» **TASK TO COMPLETE**: Recast every line of the rows below as a numbered list, skipping any blank lines.

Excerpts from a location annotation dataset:
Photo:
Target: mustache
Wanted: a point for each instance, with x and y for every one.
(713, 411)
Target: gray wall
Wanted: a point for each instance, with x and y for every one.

» **RESPONSE TO THE TASK**:
1. Photo:
2. Target: mustache
3. Wanted: a point for each instance, with x and y for every one.
4. (713, 411)
5. Target: gray wall
6. Wanted: a point for each instance, with x and y for every one.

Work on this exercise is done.